• [Excerpted data]
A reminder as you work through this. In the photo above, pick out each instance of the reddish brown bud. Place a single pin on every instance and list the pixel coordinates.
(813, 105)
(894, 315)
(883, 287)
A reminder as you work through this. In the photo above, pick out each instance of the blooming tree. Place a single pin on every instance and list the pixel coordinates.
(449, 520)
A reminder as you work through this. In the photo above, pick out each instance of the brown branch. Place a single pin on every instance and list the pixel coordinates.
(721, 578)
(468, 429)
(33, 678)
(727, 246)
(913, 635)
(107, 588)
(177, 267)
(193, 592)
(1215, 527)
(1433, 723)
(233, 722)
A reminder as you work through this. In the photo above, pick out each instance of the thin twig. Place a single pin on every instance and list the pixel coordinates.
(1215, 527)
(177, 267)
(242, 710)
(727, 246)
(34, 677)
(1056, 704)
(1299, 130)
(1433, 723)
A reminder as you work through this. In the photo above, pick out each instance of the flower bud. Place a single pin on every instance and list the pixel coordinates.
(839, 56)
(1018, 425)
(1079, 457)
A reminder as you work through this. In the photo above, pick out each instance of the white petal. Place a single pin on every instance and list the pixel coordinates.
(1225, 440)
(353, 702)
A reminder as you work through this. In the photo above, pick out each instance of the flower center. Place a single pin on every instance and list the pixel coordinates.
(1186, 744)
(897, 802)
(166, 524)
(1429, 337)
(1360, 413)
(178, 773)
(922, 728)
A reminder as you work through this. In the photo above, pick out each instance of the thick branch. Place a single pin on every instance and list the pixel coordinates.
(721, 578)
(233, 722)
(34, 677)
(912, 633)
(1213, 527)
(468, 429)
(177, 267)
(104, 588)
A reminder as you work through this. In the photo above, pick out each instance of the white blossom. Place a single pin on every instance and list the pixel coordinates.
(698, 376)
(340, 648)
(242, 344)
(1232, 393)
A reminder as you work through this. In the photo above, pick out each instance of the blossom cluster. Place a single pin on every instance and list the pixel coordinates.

• [About this exercise] All of the records above are to be set down again exactly.

• [Task solution]
A reminder as you work through this. In the photo above, pick out each instance of the reddish brown bud. Place a single pin on every instance and list the pixel coordinates.
(813, 105)
(894, 315)
(883, 287)
A reminder as you work through this. In the photo above, pick out each instance of the blooming tree. Place a single pin on every instance and list the pixel coordinates.
(449, 520)
A reminder as you work through this. In the photo above, pick out each instance of the brown branch. Place a single pin on every instance and list the pixel coordinates.
(721, 578)
(468, 429)
(33, 678)
(727, 246)
(913, 635)
(107, 588)
(177, 267)
(193, 592)
(1215, 527)
(1433, 723)
(233, 722)
A reminder as you work through this. In the photo above, pick out each instance of the thin twig. Place a single pin on every instance and list the pixel coordinates.
(1215, 527)
(177, 267)
(242, 710)
(727, 246)
(34, 677)
(1056, 704)
(1299, 130)
(1433, 723)
A reminder as you work through this. In the photo above, pick out each instance of the flower bud. Place a single pin on every instance and list the pixel coordinates.
(839, 56)
(1018, 425)
(1079, 457)
A reminder as you work through this. In the photo above, pick out each instance of the white petal. Place a single pin on every instance and list the pixel coordinates.
(1225, 440)
(353, 702)
A reminder as you work through this. In the photo above, pick out each instance of the flower center. Place a single pin on every instance and list the pixel coordinates.
(1186, 744)
(897, 802)
(166, 524)
(1429, 337)
(1360, 413)
(178, 773)
(922, 728)
A reminder as you work through this. In the photo above, pick out each instance of the thick branch. Place a single pin on every instance and list the pixel coordinates.
(721, 578)
(233, 722)
(34, 677)
(912, 633)
(1213, 527)
(468, 429)
(177, 267)
(104, 588)
A reminder as you work through this. In the photo above, pick out each instance of the white blossom. Place a single pin on every instance and list the pixel coordinates.
(698, 376)
(340, 648)
(242, 344)
(1232, 393)
A reminder as you work through this. In the photo above, pick out each instance of the blossom cluster. Place a single pin on every instance and list the pixel coordinates.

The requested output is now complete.